Description of the task:
Format every line of the rows below as a JSON list of strings, one string per line, omitting blank lines.

Given records:
.....

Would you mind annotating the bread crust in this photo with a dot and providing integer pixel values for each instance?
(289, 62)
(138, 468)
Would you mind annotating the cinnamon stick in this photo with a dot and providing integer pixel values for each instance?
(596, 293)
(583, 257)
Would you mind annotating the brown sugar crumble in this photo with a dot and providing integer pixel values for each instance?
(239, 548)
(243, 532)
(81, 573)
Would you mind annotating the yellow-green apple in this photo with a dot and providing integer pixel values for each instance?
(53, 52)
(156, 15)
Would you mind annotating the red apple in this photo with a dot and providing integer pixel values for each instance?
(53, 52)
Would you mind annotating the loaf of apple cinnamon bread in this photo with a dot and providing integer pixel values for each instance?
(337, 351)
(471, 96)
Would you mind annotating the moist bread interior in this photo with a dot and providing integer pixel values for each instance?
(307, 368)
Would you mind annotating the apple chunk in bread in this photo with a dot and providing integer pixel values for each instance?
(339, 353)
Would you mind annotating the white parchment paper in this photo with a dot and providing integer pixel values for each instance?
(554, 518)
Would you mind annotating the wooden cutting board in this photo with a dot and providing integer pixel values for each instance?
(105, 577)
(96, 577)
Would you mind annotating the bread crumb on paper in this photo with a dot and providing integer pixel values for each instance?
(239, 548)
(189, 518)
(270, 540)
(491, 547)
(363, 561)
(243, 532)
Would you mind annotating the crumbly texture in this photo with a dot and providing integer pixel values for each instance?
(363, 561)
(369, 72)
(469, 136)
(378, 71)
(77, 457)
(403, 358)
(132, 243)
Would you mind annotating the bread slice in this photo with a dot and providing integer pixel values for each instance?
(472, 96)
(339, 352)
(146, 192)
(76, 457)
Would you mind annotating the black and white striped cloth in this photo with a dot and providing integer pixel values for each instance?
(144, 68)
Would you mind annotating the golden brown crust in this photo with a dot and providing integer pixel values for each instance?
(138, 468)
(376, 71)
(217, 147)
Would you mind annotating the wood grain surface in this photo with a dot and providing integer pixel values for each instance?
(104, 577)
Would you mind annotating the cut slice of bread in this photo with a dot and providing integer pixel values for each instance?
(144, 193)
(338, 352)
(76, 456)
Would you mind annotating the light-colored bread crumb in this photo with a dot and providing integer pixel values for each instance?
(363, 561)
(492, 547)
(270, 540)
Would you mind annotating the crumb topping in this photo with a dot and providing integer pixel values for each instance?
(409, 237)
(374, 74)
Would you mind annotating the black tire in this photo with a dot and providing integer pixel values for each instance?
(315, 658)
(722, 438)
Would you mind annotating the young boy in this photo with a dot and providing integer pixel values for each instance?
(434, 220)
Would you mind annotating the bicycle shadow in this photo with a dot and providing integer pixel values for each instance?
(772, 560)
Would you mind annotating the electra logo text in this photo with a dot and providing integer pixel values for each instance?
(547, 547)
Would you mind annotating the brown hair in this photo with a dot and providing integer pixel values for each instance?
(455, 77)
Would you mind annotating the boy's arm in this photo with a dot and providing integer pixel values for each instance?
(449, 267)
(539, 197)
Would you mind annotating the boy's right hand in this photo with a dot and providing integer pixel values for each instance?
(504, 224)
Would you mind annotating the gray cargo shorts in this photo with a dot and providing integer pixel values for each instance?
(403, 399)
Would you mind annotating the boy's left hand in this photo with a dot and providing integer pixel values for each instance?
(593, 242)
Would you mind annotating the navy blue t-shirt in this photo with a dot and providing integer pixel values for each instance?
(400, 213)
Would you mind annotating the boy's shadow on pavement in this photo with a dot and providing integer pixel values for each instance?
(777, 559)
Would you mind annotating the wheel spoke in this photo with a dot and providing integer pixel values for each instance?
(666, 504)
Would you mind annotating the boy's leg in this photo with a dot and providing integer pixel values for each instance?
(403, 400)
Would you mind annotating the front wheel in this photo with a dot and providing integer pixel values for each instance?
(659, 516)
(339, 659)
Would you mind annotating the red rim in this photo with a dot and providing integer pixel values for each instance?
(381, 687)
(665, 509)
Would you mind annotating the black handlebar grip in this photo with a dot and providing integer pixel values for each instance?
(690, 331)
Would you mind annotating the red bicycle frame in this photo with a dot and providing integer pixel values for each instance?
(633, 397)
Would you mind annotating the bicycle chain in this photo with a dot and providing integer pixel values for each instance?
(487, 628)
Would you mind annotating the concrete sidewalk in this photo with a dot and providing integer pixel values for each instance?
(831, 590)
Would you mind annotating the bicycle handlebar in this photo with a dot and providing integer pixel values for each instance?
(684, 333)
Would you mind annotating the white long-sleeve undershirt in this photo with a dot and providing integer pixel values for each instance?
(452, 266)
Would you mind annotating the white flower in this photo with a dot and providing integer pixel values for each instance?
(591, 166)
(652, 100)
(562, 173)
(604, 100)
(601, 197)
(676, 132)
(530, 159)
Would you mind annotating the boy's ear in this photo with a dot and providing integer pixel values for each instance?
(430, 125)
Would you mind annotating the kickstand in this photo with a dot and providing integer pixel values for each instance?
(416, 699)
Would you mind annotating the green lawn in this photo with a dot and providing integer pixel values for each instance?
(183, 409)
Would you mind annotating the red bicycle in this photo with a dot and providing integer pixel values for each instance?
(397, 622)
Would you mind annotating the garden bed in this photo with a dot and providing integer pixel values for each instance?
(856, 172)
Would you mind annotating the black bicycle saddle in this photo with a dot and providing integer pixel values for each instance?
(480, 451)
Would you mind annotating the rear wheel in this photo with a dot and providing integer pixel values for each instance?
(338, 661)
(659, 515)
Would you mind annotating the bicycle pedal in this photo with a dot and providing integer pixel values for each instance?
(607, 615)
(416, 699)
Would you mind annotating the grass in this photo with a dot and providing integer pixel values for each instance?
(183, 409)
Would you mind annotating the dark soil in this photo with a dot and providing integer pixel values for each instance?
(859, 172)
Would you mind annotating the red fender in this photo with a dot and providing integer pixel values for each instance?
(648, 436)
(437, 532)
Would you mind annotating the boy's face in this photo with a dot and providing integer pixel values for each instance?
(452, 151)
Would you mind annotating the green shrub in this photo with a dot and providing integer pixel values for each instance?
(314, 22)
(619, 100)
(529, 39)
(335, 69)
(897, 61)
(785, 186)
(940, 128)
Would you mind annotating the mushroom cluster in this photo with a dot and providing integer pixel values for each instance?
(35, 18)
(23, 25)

.....

Result of this exercise:
[
  "Would you mind annotating the bread crust in this photo with a dot and providing integer pixel values for each instance?",
  "(289, 62)",
  "(138, 468)",
  "Would you mind annotating the cinnamon stick in this photo with a dot and providing integer pixel values for each instance?",
  "(596, 293)",
  "(583, 257)",
  "Would you mind annotating the brown sugar crumble in this photo with a dot and providing integer pixel values for each instance?",
  "(239, 548)",
  "(243, 532)",
  "(81, 573)",
  "Would you mind annotating the yellow-green apple in this photo with a dot and providing integer pixel values for each instance?",
  "(53, 52)",
  "(156, 15)",
  "Would you mind annotating the red apple in this photo with a dot and providing integer pixel values for each instance?",
  "(53, 52)",
  "Would you mind annotating the loaf of apple cinnamon bread in this photo with a dot and providing integer pixel values for each instance?",
  "(337, 351)",
  "(471, 96)",
  "Would you mind annotating the moist bread interior in this photo with a dot and providing integer pixel values for each instance?",
  "(307, 368)",
  "Would you mind annotating the apple chunk in bread in this photo with a dot and providing integer pixel values for each instance?",
  "(339, 353)",
  "Would you mind annotating the white parchment paper in this photo with a dot and providing integer pixel values for each instance?",
  "(554, 518)",
  "Would you mind annotating the wooden cutting board in this photo with a dot and providing integer pixel values for each instance?",
  "(105, 577)",
  "(96, 577)",
  "Would you mind annotating the bread crumb on paper in this photo with a dot and providing integer pixel values for each instance?",
  "(239, 548)",
  "(189, 518)",
  "(270, 540)",
  "(491, 547)",
  "(363, 561)",
  "(243, 532)",
  "Would you mind annotating the crumbly texture in this photo with a dot and providing integer pixel values for each instance?",
  "(363, 561)",
  "(369, 72)",
  "(469, 136)",
  "(378, 71)",
  "(77, 457)",
  "(403, 358)",
  "(132, 243)",
  "Would you mind annotating the bread slice in this photo with a dot and providing integer pixel values for each instance?",
  "(472, 96)",
  "(339, 352)",
  "(146, 192)",
  "(76, 457)",
  "Would you mind annotating the black and white striped cloth in this photo with a dot and providing integer pixel values for each instance?",
  "(144, 68)",
  "Would you mind annotating the golden brown crust in this photo with a dot and providing integer pixel values for each instance?",
  "(138, 468)",
  "(376, 71)",
  "(217, 147)",
  "Would you mind annotating the wood grain surface in this photo with a dot and providing integer pixel values for each instance?",
  "(104, 577)",
  "Would you mind annotating the cut slice of bread in this photo with a dot and providing integer pixel values for each instance?",
  "(144, 193)",
  "(338, 352)",
  "(76, 456)",
  "Would you mind annotating the light-colored bread crumb in this photo with a dot and providing integer pixel values for each instance?",
  "(363, 561)",
  "(492, 547)",
  "(270, 540)",
  "Would you mind annotating the crumb topping in this photo with a dot and providing integer pixel values for each instance?",
  "(409, 237)",
  "(374, 74)",
  "Would you mind annotating the black tire in this photo with a dot and providing integer pixel values for each instance?",
  "(315, 658)",
  "(722, 438)",
  "Would you mind annotating the young boy in this photo with a dot and providing integer pixel values for each instance?",
  "(434, 220)",
  "Would you mind annotating the bicycle shadow in this photo with a dot and providing integer pixel values for each instance?",
  "(772, 560)",
  "Would you mind annotating the electra logo text in this photo with a dot and providing integer pixel values for each instance?",
  "(547, 547)",
  "Would you mind annotating the brown hair in this photo with a dot and providing integer pixel values for each instance?",
  "(455, 77)",
  "Would you mind annotating the boy's arm in this photo with a dot and providing integer pixel values for each instance?",
  "(449, 267)",
  "(539, 197)",
  "Would you mind annotating the boy's right hand in this photo with a dot and providing integer pixel values for each instance?",
  "(504, 224)",
  "Would you mind annotating the gray cargo shorts in this photo with a dot and providing integer pixel values for each instance?",
  "(403, 399)",
  "Would you mind annotating the boy's left hand in this photo with a dot and providing integer pixel values for each instance?",
  "(593, 242)",
  "Would you mind annotating the navy blue t-shirt in this photo with a dot and providing integer pixel values for each instance?",
  "(400, 213)",
  "Would you mind annotating the boy's shadow on pavement in this photo with a dot and providing integer pixel values for each instance?",
  "(777, 559)",
  "Would you mind annotating the wheel spoke in this photo with a dot and providing integer pixel values for each instance?",
  "(666, 504)",
  "Would you mind annotating the boy's leg in this photo with a dot and providing integer pixel values for each instance?",
  "(403, 400)",
  "Would you mind annotating the front wheel in this photo with a dot and providing integer pixel values for each instance?",
  "(659, 516)",
  "(339, 659)",
  "Would you mind annotating the red rim in this photo with a dot and providing integer pixel values for each instance?",
  "(381, 687)",
  "(665, 509)",
  "Would you mind annotating the black handlebar grip in this photo with a dot and providing integer pixel values for each instance?",
  "(690, 331)",
  "Would you mind annotating the red bicycle frame in this photo with a dot and providing integer pixel values for each instance?",
  "(633, 397)",
  "Would you mind annotating the bicycle chain in this photo with a dot and providing integer pixel values for each instance?",
  "(487, 628)",
  "Would you mind annotating the concrete sidewalk in this photo with a dot and providing integer pixel values for each instance?",
  "(831, 590)",
  "Would you mind annotating the bicycle handlebar in this photo with a dot and providing integer pixel values for each instance?",
  "(684, 333)",
  "Would you mind annotating the white long-sleeve undershirt in this photo with a dot and providing integer pixel values for each instance?",
  "(452, 266)",
  "Would you mind annotating the white flower in this photo with a dot and providing integer pixel values for each instance?",
  "(591, 166)",
  "(652, 100)",
  "(562, 173)",
  "(604, 100)",
  "(601, 197)",
  "(676, 132)",
  "(530, 159)",
  "Would you mind annotating the boy's ear in this photo with a dot and providing integer pixel values for each instance?",
  "(430, 125)",
  "Would you mind annotating the kickstand in this photo with a dot and providing integer pixel values for each instance?",
  "(416, 699)",
  "Would you mind annotating the green lawn in this photo with a dot and providing integer pixel values for each instance?",
  "(183, 409)",
  "Would you mind annotating the red bicycle in this photo with a dot and providing integer pixel values for each instance?",
  "(397, 622)",
  "Would you mind annotating the garden bed in this photo with a dot and providing integer pixel values for each instance?",
  "(856, 172)",
  "Would you mind annotating the black bicycle saddle in this photo with a dot and providing integer pixel values for each instance?",
  "(480, 451)",
  "Would you mind annotating the rear wheel in this photo with a dot and providing integer pixel values for each instance?",
  "(338, 661)",
  "(659, 515)",
  "Would you mind annotating the bicycle pedal in this photo with a dot and providing integer pixel values for each instance?",
  "(607, 615)",
  "(416, 699)",
  "Would you mind annotating the grass in this photo with a dot and providing integer pixel values for each instance?",
  "(183, 409)",
  "Would you mind annotating the dark soil in this photo with a dot and providing integer pixel values for each instance?",
  "(859, 172)",
  "Would you mind annotating the red fender in this photo with a dot and providing integer pixel values for each instance?",
  "(648, 436)",
  "(437, 532)",
  "Would you mind annotating the boy's face in this photo with a dot and providing integer pixel values for each instance?",
  "(452, 151)",
  "Would you mind annotating the green shrub in this photo with a dot and providing integer pixel values for each instance?",
  "(314, 22)",
  "(619, 100)",
  "(529, 39)",
  "(335, 69)",
  "(897, 61)",
  "(785, 186)",
  "(940, 128)",
  "Would you mind annotating the mushroom cluster in this photo with a dot and providing integer pixel values for each instance?",
  "(35, 18)",
  "(23, 25)"
]